== Your tasks ==
1 > Answer these questions from the Quebec budget article.
(a) On what date did the Quebec government bring down its budget?
(b) By how much in total will spending on the education sector increase?
(c) In which year does the government aim to balance the budget?
2 > Write out the part of the Quebec budget article that opens with the words containing "In order to" and closes with "and social services.", copying it exactly.

== Given text ==
As speculation mounted that Premier Pauline Marois is about to call a general election for later this spring, the Quebec government brought down its budget on Feb. 20.
While overall government program spending growth for 2014-15 is limited to 2 per cent globally, spending allocated to the education sector (including both the Ministère de l’Éducation, du Loisir et du Sport and the Ministère de l’Enseignement supérieur, de la Recherche, de la Science et de la Technologie) will be increased by a total of $493 million, or 3 per cent.
Because the government has yet to table its spending estimates, it’s impossible to determine more precisely how this spending increase will affect universities.
Overall, the government’s stated goal is to balance the budget in 2015-2016, and to not increase the anticipated deficits of $2.5 billion in 2013-2014 and $1.75 billion in 2014-2015.
In order to get there, spending by all other departments will decrease by 0.8 per cent, with the exceptions of the education ministries mentioned above and health care and social services.

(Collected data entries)

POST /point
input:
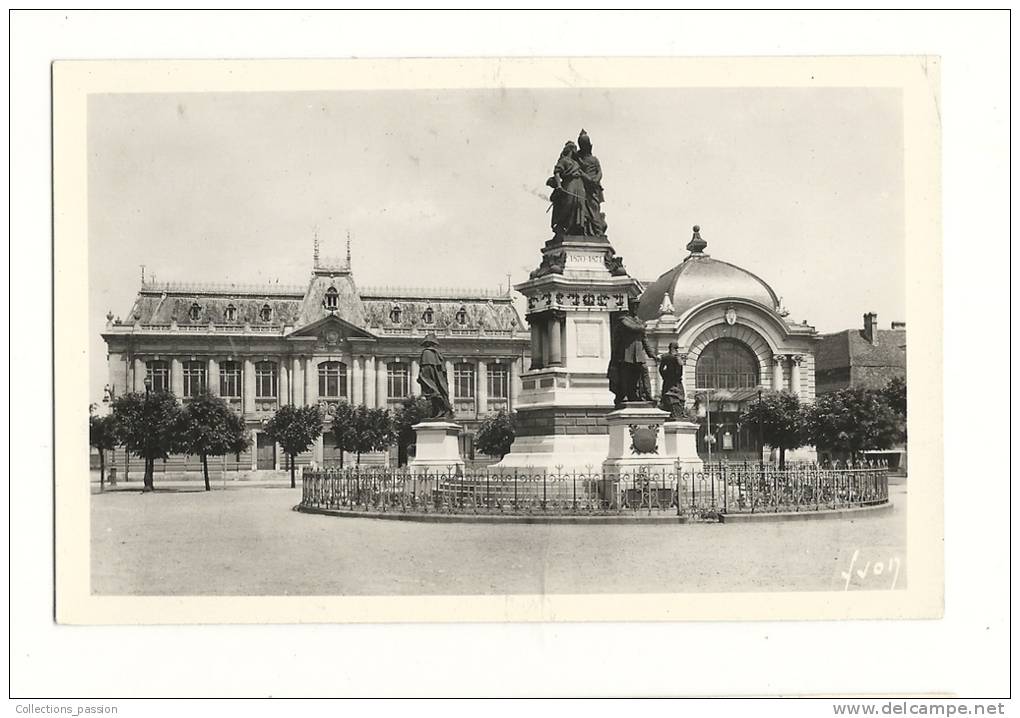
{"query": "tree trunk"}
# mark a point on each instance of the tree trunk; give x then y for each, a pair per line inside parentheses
(147, 477)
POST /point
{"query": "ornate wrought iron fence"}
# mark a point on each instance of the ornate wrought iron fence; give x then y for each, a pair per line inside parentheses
(707, 495)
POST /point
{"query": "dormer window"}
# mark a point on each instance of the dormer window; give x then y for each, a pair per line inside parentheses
(332, 300)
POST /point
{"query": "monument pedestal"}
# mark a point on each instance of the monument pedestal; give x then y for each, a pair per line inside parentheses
(681, 443)
(437, 449)
(638, 441)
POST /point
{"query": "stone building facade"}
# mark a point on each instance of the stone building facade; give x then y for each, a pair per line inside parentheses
(328, 341)
(735, 339)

== Solutions ==
1 >
(a) Feb. 20
(b) $493 million, or 3 per cent
(c) 2015-2016

2 >
In order to get there, spending by all other departments will decrease by 0.8 per cent, with the exceptions of the education ministries mentioned above and health care and social services.